日本は先進諸国の中で、社会的養護に占める家庭養護の割合が非常に低く、施設での養育が中心とされてきた。現在も、保護を必要とされた子どもたちの約8割が児童養護施設等の施設で、残りの約2割は里親等の家庭での生活をしている(写真:IngramPublishing/イメージマート)

 欧米に比べて一般的とは言えない里親制度。だが、里親・特別養子縁組によって子どもを迎え入れる家庭の支援制度を検討するなど、国も重い腰を上げつつある。多様化する家族や子どもの形を反映した動きだ。里親制度の現状について、里親家庭で育った山本真知子の論考。

(山本 真知子:大妻女子大学人間関係学部人間福祉学科専任講師)

 2020年11月、厚生労働省は不妊治療を受けても成功せず、里親・特別養子縁組によって子どもを迎え入れる家庭への支援制度を検討するため、当事者の意識調査を実施すると発表した。この里親制度や特別養子縁組制度、耳にしたことはあるが実際にどんなものかわからないという人も多いのではないか。

§ 課題一覧:
(a) 本文の「欧米に比べて一般的とは言えな」を含む箇所から書き始め、「という人も多いのではないか。」まで書き写してください。その際、「厚生労働省」を「こども家庭庁」に変えること。
(b) 本文によれば、保護を必要とされた子どもたちのうち、児童養護施設等の施設で生活しているのは約何割か。
(c) 里親制度を扱った本文を、最後の文の後から続けて書いてください。

§ 提供資料:

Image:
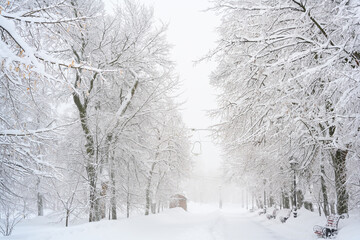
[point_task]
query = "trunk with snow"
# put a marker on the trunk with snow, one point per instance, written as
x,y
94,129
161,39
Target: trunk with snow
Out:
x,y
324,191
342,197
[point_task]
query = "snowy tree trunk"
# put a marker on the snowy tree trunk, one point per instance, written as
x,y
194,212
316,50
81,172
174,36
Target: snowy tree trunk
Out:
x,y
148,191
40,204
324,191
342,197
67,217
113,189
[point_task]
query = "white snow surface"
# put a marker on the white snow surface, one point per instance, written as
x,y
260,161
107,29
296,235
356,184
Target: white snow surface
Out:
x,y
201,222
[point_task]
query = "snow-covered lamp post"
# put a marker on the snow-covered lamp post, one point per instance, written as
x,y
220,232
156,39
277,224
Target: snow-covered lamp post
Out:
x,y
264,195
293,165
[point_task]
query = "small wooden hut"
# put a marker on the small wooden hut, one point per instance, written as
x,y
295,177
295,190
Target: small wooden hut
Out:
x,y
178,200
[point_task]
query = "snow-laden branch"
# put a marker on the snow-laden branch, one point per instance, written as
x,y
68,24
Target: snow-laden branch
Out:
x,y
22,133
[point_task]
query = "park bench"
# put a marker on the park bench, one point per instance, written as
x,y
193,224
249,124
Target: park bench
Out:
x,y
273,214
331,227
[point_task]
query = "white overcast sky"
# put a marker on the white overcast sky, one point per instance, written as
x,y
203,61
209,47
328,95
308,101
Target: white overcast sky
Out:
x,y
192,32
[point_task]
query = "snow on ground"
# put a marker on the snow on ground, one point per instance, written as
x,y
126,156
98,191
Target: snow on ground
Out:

§ 解答:
(a)
欧米に比べて一般的とは言えない里親制度。だが、里親・特別養子縁組によって子どもを迎え入れる家庭の支援制度を検討するなど、国も重い腰を上げつつある。多様化する家族や子どもの形を反映した動きだ。里親制度の現状について、里親家庭で育った山本真知子の論考。

(山本 真知子:大妻女子大学人間関係学部人間福祉学科専任講師)

 2020年11月、こども家庭庁は不妊治療を受けても成功せず、里親・特別養子縁組によって子どもを迎え入れる家庭への支援制度を検討するため、当事者の意識調査を実施すると発表した。この里親制度や特別養子縁組制度、耳にしたことはあるが実際にどんなものかわからないという人も多いのではないか。

(b) 約8割

(c)
 筆者は、2019年『里親家庭の実子を生きる 獲得と喪失の意識変容プロセス』、2020年『里親家庭で生活するあなたへ―里子と実子のためのQ&A』を上梓した。どちらも里親家庭で育った自分自身の実子としての体験が基盤となっている。

 筆者の両親は、里親としてこれまで17人の子どもたちを家庭に引き取って育て、現在もそのうちの4人と共に生活をしている。読者の中で、里親をしている人に出会って話を聞いたことがあるという人は多くないだろう。2018年3月末現在、日本全国には里親と登録された世帯が1万1730世帯しかなく、実際に里親に委託されている子どもは5424人のみだからだ。(参照:厚生労働省「社会的養育の推進に向けて」

 現在、日本では約4万5000人の子どもたちが社会的養護のもとで生活している。この社会的養護とは、虐待や親の死亡、病気、行方不明などによって親の元で生活することができず、里親や児童養護施設等の児童福祉施設において養護されていることを指す。少子高齢化社会となって、子どもの人口は減る一方であるが、この社会的養護の元で生活する子どもたちは減ることはなく、ほぼ横ばいで推移している。また、児童虐待の相談件数は年々増加し、支援を必要とする子どもとその親は増加している。

 日本は先進諸国の中で、社会的養護に占める家庭養護の割合が非常に低く、施設での養育が中心とされてきた。現在も、保護を必要とされた子どもたちの約8割が児童養護施設等の施設で、残りの約2割は里親等の家庭での生活をしている。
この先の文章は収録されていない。